— BEGIN —

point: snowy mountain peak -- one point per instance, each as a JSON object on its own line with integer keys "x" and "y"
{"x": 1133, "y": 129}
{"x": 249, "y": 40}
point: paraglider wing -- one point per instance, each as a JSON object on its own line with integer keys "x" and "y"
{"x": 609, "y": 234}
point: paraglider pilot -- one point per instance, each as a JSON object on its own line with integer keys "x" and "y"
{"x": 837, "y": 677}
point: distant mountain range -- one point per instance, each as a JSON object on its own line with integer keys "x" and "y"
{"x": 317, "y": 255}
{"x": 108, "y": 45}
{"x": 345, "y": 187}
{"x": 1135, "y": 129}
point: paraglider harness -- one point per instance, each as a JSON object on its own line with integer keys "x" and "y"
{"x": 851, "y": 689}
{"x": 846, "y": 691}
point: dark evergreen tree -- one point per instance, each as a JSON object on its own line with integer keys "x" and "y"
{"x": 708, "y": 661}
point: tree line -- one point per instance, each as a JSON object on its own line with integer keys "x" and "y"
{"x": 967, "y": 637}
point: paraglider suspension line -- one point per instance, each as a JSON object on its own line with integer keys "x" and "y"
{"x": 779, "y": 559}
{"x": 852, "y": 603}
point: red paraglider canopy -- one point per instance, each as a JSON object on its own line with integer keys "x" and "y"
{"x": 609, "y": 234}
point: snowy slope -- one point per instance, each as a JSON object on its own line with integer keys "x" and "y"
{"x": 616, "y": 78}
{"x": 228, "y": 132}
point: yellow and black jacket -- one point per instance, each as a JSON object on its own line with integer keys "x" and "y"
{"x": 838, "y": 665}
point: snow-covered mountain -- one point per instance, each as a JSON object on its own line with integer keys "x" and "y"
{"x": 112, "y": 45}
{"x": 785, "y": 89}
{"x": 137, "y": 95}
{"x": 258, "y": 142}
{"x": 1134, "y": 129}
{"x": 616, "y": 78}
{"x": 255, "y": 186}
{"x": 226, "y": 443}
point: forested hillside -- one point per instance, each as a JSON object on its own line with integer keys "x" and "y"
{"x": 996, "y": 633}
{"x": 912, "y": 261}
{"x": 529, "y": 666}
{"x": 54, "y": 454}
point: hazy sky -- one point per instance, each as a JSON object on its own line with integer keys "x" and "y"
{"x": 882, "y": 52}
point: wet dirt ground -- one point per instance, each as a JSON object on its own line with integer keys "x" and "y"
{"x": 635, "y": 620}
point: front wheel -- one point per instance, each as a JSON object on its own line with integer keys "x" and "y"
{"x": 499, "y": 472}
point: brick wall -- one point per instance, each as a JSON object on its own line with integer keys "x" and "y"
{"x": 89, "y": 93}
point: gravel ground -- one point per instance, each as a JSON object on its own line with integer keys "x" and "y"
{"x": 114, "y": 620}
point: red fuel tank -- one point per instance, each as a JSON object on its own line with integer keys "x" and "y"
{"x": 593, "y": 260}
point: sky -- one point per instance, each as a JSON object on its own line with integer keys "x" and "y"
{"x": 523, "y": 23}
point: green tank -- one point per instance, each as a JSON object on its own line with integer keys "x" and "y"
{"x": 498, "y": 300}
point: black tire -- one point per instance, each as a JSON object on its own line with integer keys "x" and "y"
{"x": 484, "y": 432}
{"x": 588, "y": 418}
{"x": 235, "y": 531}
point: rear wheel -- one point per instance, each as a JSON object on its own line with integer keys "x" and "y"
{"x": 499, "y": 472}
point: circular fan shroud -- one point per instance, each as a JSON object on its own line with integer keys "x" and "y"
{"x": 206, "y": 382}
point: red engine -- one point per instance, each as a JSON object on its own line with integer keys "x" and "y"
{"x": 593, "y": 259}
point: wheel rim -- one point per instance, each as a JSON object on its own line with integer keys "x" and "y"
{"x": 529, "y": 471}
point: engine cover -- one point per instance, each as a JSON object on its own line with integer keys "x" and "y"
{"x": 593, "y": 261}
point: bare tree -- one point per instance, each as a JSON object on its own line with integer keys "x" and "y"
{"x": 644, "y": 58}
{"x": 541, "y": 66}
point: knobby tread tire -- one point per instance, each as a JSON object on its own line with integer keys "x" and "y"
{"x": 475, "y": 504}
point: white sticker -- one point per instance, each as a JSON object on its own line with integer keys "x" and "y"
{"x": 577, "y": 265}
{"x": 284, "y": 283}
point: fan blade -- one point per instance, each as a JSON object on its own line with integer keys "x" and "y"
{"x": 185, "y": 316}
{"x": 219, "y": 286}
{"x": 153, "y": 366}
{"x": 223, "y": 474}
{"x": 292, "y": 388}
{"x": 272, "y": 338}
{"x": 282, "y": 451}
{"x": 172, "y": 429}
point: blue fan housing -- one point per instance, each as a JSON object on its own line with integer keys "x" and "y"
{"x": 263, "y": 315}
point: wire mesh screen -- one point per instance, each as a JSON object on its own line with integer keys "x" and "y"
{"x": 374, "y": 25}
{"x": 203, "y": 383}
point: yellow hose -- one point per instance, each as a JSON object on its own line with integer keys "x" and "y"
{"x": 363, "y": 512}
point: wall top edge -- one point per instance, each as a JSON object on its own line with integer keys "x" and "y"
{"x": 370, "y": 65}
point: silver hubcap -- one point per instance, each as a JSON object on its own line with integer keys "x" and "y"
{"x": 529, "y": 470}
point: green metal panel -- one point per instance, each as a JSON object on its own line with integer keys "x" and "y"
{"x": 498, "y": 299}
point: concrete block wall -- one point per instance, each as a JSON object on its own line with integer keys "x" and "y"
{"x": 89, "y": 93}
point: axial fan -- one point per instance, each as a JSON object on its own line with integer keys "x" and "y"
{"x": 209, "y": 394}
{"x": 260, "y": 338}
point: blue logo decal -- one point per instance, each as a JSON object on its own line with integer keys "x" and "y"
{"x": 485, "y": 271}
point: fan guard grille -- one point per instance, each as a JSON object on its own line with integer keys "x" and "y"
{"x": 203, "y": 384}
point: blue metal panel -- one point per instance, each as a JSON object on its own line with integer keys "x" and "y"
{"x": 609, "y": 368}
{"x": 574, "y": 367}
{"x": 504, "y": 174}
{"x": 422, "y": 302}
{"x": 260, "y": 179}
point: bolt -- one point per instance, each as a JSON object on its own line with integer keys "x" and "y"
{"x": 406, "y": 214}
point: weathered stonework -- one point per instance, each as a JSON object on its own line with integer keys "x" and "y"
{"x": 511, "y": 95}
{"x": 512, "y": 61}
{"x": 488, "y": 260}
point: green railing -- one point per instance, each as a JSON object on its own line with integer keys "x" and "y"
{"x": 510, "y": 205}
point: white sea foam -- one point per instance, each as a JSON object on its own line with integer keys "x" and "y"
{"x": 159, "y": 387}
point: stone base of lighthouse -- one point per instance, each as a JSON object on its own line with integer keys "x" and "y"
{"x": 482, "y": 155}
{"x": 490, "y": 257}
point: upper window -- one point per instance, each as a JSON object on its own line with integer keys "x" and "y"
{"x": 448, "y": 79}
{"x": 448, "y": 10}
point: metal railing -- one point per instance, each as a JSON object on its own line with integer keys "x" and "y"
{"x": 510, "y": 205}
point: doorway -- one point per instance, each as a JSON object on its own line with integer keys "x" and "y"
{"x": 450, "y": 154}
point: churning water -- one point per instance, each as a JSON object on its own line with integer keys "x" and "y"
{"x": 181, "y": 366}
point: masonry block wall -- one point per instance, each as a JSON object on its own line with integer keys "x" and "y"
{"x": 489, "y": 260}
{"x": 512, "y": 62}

— END —

### PROBLEM REQUIREMENTS
Nothing but the lines from the one with "point: fan guard" through the end of the data above should be repeated, each exactly as it stands.

### FINISHED EXERCISE
point: fan guard grille -- one point per instance, each as a JSON object on its own line with integer keys "x" and "y"
{"x": 203, "y": 384}
point: blue metal panel -- one point per instance, each as a JSON object on its own line with integer keys "x" and "y"
{"x": 609, "y": 368}
{"x": 574, "y": 367}
{"x": 504, "y": 174}
{"x": 422, "y": 302}
{"x": 260, "y": 179}
point: bolt -- one point per instance, each as a JSON object on its own line with integer keys "x" and "y"
{"x": 406, "y": 214}
point: weathered stonework -- one point per instance, each as a JSON object on its own line with integer keys "x" and "y"
{"x": 511, "y": 95}
{"x": 512, "y": 61}
{"x": 488, "y": 260}
point: green railing -- one point per instance, each as a JSON object on its own line with integer keys "x" and "y"
{"x": 510, "y": 205}
point: white sea foam -- one point per instance, each as a JSON object on its own line with integer keys "x" and "y"
{"x": 159, "y": 387}
point: stone base of lighthouse -- one point per instance, each as a JSON object on its own line with integer keys "x" and "y"
{"x": 482, "y": 155}
{"x": 490, "y": 257}
point: upper window -- one point per instance, each as a JSON object on its own line with integer keys "x" and "y"
{"x": 448, "y": 79}
{"x": 448, "y": 10}
point: metal railing -- one point per instance, each as a JSON object on its own line with integer keys "x" and "y"
{"x": 510, "y": 205}
point: doorway -- one point per instance, each as a JSON object on its own line with integer keys "x" and "y"
{"x": 450, "y": 154}
point: churning water -- one point per instance, each as a JSON object on its own line with integer keys "x" and "y"
{"x": 181, "y": 366}
point: masonry block wall -- one point per instance, each as a JSON object on its own line with integer keys "x" and "y"
{"x": 489, "y": 260}
{"x": 512, "y": 62}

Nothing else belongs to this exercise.